### Work instruction
Lines containing the word "jacket" in the data below: say how many, with no other text.
BEGIN
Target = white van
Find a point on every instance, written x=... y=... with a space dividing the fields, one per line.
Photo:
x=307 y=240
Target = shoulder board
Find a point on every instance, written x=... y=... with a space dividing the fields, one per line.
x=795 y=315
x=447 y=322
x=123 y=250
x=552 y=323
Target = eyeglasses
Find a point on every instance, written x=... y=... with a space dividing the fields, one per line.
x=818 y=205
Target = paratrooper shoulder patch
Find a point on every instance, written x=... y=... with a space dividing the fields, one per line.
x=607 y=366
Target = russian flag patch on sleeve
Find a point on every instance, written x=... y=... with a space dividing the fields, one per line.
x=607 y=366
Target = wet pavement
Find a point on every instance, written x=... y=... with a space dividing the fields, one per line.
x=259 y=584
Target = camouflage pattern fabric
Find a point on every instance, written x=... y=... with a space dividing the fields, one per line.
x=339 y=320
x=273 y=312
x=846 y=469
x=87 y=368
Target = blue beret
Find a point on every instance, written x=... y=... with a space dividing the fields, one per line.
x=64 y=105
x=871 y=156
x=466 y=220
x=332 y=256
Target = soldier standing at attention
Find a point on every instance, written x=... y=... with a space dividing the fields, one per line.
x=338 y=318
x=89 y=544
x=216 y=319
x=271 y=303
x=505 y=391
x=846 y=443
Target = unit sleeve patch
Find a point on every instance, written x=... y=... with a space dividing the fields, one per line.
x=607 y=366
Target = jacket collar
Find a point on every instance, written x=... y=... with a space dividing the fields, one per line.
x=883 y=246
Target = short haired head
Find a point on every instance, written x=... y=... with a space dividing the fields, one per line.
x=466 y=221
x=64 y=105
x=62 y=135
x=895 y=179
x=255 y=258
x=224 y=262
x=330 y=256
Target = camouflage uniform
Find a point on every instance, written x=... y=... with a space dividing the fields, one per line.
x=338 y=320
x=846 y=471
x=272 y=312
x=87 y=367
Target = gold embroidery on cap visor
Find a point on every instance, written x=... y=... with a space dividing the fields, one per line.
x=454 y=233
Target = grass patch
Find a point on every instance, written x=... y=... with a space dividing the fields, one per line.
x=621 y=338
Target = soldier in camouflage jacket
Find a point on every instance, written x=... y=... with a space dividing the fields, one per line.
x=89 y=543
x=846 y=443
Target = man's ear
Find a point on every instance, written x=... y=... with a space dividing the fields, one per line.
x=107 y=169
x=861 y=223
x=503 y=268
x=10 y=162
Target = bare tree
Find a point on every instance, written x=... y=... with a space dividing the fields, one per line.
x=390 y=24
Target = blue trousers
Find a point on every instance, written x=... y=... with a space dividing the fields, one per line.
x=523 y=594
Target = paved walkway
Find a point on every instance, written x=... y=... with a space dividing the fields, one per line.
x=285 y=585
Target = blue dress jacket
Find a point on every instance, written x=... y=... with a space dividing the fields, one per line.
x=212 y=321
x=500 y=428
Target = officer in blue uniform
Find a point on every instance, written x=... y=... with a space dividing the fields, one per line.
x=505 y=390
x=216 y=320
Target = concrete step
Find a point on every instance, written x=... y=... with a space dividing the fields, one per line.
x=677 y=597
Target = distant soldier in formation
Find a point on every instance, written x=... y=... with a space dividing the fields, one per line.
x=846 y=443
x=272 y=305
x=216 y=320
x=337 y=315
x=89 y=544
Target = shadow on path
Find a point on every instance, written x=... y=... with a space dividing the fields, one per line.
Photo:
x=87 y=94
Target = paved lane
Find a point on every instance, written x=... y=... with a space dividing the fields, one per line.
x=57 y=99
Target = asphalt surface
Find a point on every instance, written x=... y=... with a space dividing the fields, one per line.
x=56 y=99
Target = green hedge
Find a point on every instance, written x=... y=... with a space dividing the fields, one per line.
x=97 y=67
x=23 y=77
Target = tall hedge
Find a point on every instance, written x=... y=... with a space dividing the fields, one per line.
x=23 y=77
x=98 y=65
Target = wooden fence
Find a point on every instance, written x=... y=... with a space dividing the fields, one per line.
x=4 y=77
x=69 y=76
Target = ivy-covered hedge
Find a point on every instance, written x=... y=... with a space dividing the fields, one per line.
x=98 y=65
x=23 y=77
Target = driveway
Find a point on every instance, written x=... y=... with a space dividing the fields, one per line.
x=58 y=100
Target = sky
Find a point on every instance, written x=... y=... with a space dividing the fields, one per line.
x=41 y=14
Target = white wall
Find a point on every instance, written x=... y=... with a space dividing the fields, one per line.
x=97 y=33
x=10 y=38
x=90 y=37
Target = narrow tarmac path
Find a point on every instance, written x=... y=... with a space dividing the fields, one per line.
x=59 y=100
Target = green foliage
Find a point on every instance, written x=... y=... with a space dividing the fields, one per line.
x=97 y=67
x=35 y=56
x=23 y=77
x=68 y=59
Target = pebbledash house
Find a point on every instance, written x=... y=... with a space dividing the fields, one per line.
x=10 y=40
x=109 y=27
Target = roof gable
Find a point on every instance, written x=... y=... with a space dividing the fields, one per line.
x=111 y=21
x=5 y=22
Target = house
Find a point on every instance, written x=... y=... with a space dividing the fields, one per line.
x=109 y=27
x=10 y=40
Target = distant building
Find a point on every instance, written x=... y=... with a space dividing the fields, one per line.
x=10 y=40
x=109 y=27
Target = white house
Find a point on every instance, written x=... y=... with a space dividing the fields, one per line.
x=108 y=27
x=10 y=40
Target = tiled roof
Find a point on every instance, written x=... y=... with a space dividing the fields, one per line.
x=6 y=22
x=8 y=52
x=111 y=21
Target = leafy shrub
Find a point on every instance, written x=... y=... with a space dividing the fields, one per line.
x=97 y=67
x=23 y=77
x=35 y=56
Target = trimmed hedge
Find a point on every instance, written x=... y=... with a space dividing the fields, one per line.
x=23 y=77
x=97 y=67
END
### Response area
3